Problem description —
Turn the lines below into a two-column CSV with the headers text and answer. Give one row for each line and its points, wrap every field in double quotes, replace line breaks with spaces, and leave out the picture.
++++ Listed entries
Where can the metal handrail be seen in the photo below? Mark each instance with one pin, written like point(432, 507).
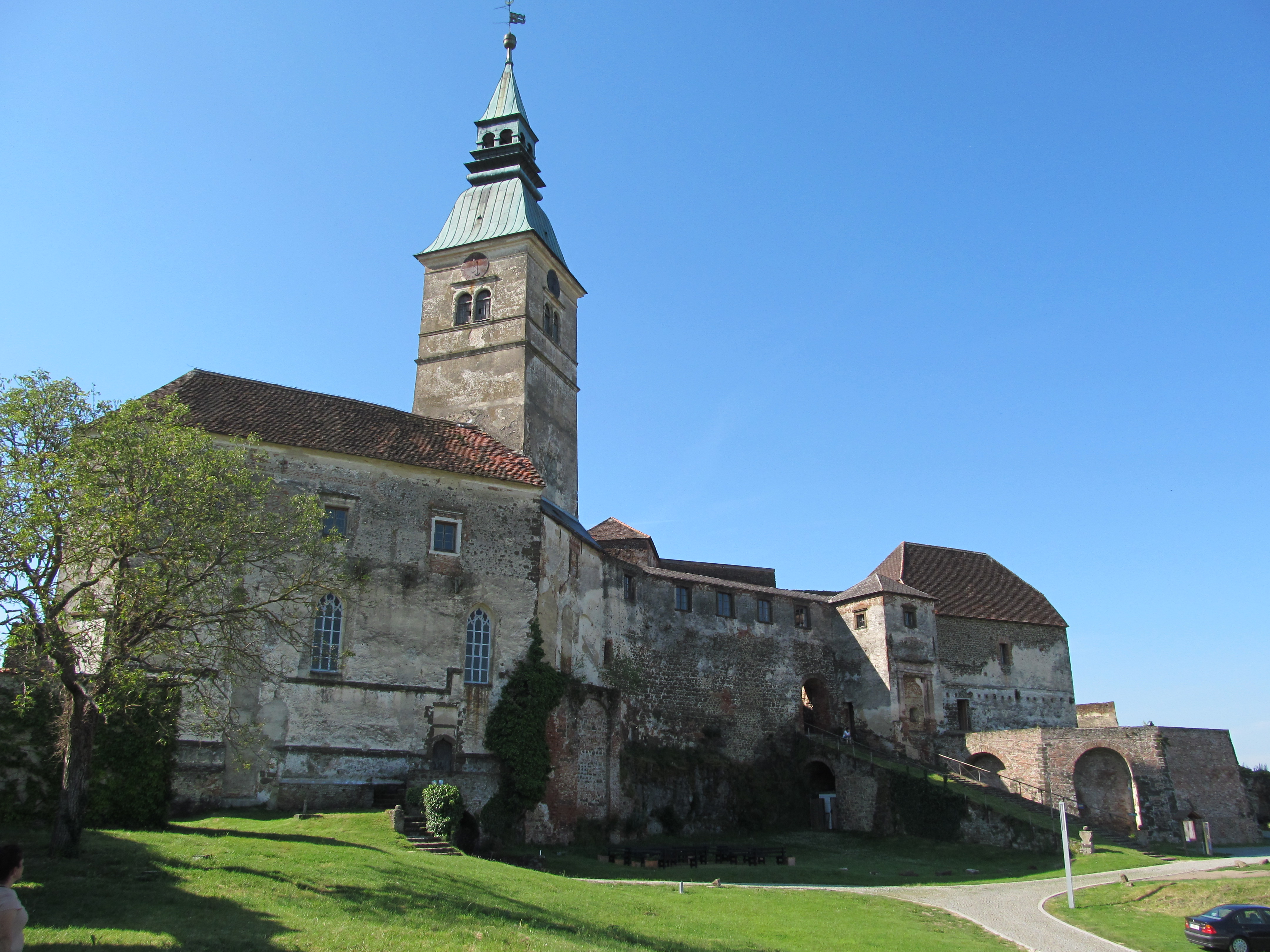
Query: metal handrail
point(1045, 795)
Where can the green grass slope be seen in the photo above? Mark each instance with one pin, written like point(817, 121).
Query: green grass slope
point(346, 881)
point(1149, 916)
point(856, 860)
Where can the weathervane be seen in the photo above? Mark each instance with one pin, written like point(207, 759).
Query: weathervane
point(512, 19)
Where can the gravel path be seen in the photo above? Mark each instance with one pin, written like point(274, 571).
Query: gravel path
point(1014, 909)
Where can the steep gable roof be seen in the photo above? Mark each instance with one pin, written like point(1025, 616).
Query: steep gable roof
point(614, 529)
point(299, 418)
point(878, 584)
point(970, 584)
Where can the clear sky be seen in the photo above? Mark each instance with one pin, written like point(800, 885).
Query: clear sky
point(972, 273)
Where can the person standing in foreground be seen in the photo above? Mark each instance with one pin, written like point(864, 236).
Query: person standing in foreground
point(13, 917)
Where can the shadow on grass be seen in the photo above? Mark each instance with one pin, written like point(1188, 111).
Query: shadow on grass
point(121, 884)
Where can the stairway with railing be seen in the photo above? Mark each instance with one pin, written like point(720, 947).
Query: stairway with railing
point(1004, 795)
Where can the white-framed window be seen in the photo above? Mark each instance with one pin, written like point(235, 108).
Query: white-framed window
point(328, 633)
point(477, 649)
point(447, 535)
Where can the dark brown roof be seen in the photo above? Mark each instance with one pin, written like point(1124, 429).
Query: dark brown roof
point(300, 418)
point(878, 584)
point(970, 584)
point(614, 529)
point(748, 574)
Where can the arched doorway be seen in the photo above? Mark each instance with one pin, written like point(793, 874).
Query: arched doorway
point(825, 798)
point(1104, 790)
point(991, 766)
point(817, 716)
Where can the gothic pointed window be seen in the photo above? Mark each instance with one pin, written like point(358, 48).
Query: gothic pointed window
point(464, 309)
point(328, 630)
point(477, 652)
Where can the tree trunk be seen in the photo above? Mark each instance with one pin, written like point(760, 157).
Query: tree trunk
point(77, 765)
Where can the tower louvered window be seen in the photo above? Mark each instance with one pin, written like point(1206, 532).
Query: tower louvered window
point(477, 654)
point(328, 631)
point(464, 309)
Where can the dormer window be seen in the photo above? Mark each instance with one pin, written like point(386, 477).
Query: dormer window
point(463, 309)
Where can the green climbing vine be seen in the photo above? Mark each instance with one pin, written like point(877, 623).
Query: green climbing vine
point(517, 735)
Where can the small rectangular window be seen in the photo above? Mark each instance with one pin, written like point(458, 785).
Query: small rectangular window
point(445, 536)
point(335, 522)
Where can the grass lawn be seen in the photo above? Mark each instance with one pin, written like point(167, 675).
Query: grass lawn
point(346, 881)
point(1149, 916)
point(856, 860)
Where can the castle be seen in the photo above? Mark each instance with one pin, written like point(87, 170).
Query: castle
point(462, 517)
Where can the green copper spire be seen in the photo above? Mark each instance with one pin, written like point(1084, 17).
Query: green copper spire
point(505, 177)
++++++++
The completed task —
text,answer
"Where can the metal handrail be seen in the photo below? Mark each instance with one pin, written like point(432, 507). Query: metal handrail","point(1045, 795)"
"Where can the green grass slope be seen in the photo above? Mark each instance with one pin, written like point(817, 121). Query: green grass slope","point(346, 881) point(1149, 916) point(856, 860)"
"Where can the weathervane be seen in the photo above? Mark each instance with one pin, written like point(207, 759). Query: weathervane","point(512, 19)"
"Where can the gravel path be seen in the photo above? Mark each instance with one pin, written like point(274, 571). Query: gravel path","point(1014, 909)"
"Where can the steep gable roof be seen in the photo above? Mark each instance with one pin, written like point(1025, 616). Query: steep gable roof","point(614, 529) point(299, 418) point(878, 584) point(970, 584)"
"Where can the clear sky be seen in the photo above? Mark each instance with one pin, written like point(800, 885). Query: clear sky","point(972, 273)"
"Where can the person standing in foreground be seen in the photo above? Mark each instance with one pin, written like point(864, 236). Query: person standing in foreground","point(13, 917)"
"Where can the shadow on grass be seen in the photo above? Mark each instance with one pin, written like point(1188, 111). Query: shadow on grass","point(121, 884)"
"Where can the stairway with railing be seen in the photo above? Mark each instance with one pin, written like point(720, 947). Query: stairway with railing","point(1004, 795)"
"Where can the white-framed window be seen in the photo above? Mark each instance with one pin, written like point(235, 108). Query: white-framed window","point(328, 633) point(477, 649) point(447, 535)"
"Where can the dark brown roof be seen in the photo above? Mark each instance with one pin, written like point(1124, 429). Query: dark brown roof","point(300, 418) point(878, 584) point(970, 584) point(614, 529) point(748, 574)"
"Where can the arched doorway be seen in the photo above? Mark each instance with one pin, written like point(793, 874). Query: arched doorway","point(825, 798) point(1104, 790) point(991, 766) point(817, 716)"
"Where can the gothic pointed window be seen in the photo above? Mark each instance with one pin, written like point(358, 48). Query: gothic pointed window","point(464, 309) point(328, 630) point(477, 652)"
"Where can the tree trunk be seen in the photo above? Mark each instance with one pin, written like point(760, 157). Query: tree trunk","point(77, 765)"
"Where can the tower louvered window be seen in the photo above? Mark each instance with one pin, written like point(1206, 532). Query: tower louvered window","point(477, 654) point(328, 631) point(464, 309)"
"Where can the dormer window be seen in the photo above? Mark each instance with one pin, written like point(386, 477). Query: dormer window","point(463, 309)"
"Where can the green climbing vine be seen in the photo above? Mark each instance with one pin, written like point(877, 623). Query: green climbing vine","point(517, 735)"
"Where can the small rectangular window be seen in the photo above? Mark each instance with one pin, written like point(458, 785). Query: small rectangular window","point(445, 536) point(335, 522)"
"Where can the grass lawn be seen in the photo above? Mark each instance with one pin, written like point(167, 675). Query: grass lawn","point(346, 881) point(1149, 916) point(856, 860)"
"Where can the castle be seen in the photo above? Mark each instance with one pin, written like point(87, 170). Query: castle","point(462, 517)"
"Where can the green copper spire be seen in the photo above? Mark each instance with one pin, written like point(1084, 17). Query: green copper spire","point(505, 177)"